-- Start of TEXT PROVIDED --

Category Archives: Early modern history

Early modern history

Playing truant with some mid-Tudor writers at the IHR

Played truant from politics last week to drop in on the Seminar in Medieval and Tudor London History at the Institute for Historical Research, to hear Mike Jones from Girton College, Cambridge speak on : ‘O London, London’: Mid-Tudor Literature and the City.”

I wasn’t sure what ‘mid-Tudor’ would be, it turned out in this case to be late 1540s and early 1550s – a dangerous time with its setbacks for reformers after Cromwell’s fall and Anne Askew’s death – the city “a fractured and contested site of spiritual movements”. And also a time of massive inflation accompanying the debasement of the coinage. This is a bit earlier than my chief personal interest here, which revolves around Isabella Whitney and the end of Elizabeth’s reign, but enjoyed the account of what came before her nonetheless.

We heard that the literature of the period had a strong focus on the urban poor, words that have a strong echo today (that’s my interpretation, not Jones’s): e.g. Latimer’s sermon “in London their brother shall die in the streets for cold”; or the reformer Thomas Lever “old fathers, poor widows, and young lie begging in the mirey streets”. And echoing today even more, there was a lot of anxiety expressed about the “able-bodied” poor hiding amid the deserving poor and thereby getting aid. Latimer: “In times past men were full of pity and compassion; but now there is no pity.”

-- End of TEXT PROVIDED --

• _OBJECTIVES_:
A – According to the seminar account, what period did "mid-Tudor" turn out to mean?
B – List every person mentioned by name in the seminar account.
The data that follows was drawn from a separate source and has no connection to the seminar account.

-- Start of SUPPLIED ENTRIES --

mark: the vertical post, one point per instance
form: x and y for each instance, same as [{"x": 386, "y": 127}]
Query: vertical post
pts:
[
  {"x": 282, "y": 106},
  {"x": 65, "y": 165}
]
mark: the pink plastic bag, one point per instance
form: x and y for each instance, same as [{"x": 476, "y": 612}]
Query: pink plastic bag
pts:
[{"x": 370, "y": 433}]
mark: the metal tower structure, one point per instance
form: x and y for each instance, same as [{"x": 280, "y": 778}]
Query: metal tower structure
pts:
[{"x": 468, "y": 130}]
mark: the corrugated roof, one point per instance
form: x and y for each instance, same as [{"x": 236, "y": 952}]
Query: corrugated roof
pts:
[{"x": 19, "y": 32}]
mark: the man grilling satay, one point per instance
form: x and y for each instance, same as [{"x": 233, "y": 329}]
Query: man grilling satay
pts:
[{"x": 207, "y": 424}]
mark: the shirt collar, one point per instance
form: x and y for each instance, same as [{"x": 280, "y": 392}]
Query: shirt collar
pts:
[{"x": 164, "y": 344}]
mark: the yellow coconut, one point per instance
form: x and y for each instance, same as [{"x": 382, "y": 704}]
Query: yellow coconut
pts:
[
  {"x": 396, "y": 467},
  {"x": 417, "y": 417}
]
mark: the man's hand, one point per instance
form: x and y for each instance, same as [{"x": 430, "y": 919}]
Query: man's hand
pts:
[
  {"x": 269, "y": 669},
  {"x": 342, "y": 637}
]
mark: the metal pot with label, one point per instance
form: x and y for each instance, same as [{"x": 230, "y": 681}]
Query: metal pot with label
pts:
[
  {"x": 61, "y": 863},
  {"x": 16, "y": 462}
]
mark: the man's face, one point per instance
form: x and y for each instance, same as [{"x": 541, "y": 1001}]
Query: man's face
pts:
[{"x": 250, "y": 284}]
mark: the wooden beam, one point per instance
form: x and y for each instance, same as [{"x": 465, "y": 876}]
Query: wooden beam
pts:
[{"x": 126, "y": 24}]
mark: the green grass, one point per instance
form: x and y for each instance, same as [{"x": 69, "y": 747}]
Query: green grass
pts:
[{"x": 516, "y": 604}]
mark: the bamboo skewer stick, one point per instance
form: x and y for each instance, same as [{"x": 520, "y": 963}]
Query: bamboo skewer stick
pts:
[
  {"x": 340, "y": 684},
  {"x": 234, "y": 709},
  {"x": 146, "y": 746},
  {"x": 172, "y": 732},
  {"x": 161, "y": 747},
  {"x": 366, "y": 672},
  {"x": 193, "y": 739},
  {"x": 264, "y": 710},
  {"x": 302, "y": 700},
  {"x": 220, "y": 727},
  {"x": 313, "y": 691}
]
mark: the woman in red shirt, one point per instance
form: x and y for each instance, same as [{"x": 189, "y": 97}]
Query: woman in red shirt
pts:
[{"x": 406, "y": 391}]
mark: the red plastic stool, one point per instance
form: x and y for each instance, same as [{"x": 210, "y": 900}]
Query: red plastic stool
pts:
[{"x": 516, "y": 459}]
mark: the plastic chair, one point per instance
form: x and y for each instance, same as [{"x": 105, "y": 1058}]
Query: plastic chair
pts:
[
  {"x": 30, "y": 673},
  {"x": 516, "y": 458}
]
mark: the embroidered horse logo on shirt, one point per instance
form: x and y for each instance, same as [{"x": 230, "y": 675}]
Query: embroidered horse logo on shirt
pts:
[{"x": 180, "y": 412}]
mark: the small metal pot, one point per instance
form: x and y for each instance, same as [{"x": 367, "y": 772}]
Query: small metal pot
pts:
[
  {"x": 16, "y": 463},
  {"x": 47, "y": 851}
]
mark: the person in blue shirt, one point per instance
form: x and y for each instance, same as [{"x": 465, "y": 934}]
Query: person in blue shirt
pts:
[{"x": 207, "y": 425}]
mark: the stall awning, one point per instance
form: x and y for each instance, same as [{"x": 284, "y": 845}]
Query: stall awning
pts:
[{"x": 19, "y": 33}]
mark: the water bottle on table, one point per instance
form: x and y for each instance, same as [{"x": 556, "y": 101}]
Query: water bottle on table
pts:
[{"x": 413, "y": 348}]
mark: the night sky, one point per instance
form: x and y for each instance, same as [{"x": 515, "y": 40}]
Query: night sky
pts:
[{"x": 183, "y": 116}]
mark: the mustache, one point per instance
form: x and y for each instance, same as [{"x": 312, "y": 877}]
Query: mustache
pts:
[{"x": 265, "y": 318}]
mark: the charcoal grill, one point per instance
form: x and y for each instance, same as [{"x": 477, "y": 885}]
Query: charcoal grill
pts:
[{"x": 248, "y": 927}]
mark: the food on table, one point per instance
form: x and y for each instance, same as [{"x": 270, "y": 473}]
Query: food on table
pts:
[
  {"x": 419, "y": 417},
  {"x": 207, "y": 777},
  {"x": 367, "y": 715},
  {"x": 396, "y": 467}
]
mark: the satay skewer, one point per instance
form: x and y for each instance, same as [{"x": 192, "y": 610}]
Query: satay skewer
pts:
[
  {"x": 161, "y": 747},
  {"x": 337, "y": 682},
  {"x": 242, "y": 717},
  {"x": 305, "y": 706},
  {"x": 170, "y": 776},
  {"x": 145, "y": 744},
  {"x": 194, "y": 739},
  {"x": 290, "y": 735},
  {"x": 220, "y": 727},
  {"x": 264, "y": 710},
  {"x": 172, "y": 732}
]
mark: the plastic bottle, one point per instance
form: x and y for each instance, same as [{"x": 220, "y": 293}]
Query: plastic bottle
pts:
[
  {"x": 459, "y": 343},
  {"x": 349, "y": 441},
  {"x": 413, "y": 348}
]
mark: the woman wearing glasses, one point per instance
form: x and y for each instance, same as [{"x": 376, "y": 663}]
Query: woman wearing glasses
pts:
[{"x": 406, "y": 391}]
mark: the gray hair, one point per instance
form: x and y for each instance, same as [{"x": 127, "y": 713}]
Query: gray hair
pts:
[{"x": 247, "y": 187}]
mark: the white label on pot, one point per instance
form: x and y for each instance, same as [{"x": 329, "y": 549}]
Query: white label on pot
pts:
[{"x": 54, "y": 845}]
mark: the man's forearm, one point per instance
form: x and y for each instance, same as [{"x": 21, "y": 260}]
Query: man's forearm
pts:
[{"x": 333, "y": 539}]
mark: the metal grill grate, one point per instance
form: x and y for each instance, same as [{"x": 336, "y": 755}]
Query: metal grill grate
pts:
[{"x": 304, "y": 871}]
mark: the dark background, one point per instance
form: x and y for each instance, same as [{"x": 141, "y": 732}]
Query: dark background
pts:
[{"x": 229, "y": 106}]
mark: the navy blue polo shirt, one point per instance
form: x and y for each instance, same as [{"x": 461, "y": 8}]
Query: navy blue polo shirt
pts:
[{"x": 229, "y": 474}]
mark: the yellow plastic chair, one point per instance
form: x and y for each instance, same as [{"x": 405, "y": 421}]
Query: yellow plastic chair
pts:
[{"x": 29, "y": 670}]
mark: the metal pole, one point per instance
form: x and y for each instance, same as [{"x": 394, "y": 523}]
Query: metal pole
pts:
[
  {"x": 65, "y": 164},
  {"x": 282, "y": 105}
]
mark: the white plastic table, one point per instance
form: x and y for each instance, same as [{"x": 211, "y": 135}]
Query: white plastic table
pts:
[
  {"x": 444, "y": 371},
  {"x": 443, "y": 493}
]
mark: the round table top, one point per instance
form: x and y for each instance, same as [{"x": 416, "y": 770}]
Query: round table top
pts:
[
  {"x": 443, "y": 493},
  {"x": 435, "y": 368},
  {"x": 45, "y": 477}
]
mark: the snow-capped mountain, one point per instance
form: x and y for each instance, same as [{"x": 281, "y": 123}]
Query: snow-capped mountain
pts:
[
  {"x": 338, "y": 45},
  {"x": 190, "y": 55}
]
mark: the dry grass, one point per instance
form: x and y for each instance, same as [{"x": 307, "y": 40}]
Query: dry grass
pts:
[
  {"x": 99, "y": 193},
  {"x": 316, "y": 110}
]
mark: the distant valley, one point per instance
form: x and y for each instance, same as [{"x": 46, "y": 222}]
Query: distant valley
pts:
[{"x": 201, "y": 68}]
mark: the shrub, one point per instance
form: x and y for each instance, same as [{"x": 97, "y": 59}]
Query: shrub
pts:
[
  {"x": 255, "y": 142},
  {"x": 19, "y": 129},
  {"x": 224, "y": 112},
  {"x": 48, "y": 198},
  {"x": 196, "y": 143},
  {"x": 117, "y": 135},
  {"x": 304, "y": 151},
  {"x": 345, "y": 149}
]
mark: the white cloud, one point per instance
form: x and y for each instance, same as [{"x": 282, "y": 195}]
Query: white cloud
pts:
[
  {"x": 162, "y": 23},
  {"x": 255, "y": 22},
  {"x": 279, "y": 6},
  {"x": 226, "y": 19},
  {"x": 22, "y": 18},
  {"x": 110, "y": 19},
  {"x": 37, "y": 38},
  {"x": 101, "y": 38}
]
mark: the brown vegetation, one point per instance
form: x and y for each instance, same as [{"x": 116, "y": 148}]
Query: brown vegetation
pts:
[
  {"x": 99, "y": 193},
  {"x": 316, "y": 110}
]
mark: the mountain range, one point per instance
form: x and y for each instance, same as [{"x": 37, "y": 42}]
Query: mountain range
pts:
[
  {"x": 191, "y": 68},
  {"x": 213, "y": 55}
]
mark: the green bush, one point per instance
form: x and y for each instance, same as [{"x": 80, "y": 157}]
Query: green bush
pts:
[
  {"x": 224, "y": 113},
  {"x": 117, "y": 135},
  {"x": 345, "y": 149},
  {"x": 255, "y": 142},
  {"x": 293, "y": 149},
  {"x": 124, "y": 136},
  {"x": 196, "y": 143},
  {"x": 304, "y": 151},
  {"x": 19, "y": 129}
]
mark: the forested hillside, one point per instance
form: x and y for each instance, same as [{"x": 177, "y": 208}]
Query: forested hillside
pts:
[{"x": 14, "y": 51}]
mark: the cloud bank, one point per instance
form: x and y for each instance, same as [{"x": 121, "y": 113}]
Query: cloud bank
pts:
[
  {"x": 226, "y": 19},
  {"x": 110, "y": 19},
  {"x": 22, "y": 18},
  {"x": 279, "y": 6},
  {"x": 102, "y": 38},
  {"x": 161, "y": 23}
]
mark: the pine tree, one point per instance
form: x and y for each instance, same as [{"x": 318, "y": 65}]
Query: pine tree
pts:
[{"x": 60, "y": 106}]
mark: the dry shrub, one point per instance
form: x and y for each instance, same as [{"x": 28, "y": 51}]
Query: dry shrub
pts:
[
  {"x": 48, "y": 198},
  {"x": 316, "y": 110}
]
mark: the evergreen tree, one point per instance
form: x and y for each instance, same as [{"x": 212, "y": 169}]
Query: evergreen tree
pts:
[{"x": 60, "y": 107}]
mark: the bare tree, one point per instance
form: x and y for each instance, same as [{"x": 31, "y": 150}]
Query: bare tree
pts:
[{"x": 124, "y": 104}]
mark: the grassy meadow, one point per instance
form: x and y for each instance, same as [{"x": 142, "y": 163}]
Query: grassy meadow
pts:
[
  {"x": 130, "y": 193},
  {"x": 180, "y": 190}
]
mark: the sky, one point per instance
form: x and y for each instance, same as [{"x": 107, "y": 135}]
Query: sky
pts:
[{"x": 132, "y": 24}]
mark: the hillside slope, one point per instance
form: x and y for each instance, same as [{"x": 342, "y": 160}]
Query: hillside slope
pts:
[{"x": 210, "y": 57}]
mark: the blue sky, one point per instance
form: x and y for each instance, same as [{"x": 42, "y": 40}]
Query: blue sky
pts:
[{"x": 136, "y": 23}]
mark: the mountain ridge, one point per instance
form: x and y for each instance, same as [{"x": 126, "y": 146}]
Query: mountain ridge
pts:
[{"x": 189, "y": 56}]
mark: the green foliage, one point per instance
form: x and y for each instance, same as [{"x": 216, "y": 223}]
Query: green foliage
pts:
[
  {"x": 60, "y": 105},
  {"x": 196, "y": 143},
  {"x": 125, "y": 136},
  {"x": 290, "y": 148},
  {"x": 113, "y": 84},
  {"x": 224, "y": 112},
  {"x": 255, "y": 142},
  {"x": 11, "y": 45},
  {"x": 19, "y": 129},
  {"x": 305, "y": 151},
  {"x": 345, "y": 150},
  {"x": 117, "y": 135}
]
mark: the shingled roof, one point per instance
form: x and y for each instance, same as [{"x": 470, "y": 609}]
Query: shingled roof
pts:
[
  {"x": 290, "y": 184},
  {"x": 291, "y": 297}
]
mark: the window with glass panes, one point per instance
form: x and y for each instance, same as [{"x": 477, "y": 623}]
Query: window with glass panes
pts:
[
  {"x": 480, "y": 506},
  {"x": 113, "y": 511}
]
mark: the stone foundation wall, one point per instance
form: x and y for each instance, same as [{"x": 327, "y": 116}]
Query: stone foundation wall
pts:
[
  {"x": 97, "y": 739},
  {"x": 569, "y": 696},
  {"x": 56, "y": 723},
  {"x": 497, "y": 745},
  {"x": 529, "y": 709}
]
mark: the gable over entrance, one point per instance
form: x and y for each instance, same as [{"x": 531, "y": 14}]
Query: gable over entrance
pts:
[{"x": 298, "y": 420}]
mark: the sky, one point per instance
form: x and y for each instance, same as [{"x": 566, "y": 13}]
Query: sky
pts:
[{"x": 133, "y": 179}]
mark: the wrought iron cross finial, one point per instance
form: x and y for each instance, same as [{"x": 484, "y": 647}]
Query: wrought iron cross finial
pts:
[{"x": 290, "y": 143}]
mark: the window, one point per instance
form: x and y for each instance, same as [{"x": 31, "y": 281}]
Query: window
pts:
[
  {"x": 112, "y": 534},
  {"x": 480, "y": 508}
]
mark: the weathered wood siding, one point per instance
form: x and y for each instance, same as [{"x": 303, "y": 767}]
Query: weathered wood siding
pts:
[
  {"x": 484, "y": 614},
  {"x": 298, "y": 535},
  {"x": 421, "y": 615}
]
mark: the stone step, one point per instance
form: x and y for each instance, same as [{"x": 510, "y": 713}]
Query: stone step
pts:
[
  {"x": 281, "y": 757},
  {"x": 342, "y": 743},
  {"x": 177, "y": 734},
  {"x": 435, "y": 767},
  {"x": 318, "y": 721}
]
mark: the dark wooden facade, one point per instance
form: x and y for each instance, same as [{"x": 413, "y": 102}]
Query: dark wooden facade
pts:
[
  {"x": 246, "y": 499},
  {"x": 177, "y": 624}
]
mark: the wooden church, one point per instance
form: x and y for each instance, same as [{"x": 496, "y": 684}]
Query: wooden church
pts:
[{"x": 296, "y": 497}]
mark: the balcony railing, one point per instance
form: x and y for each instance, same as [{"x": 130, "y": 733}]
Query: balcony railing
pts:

-- End of SUPPLIED ENTRIES --

• _THE RESULTS_:
A – The late 1540s and early 1550s.

B – Mike Jones, Cromwell, Anne Askew, Isabella Whitney, Elizabeth, Latimer, Thomas Lever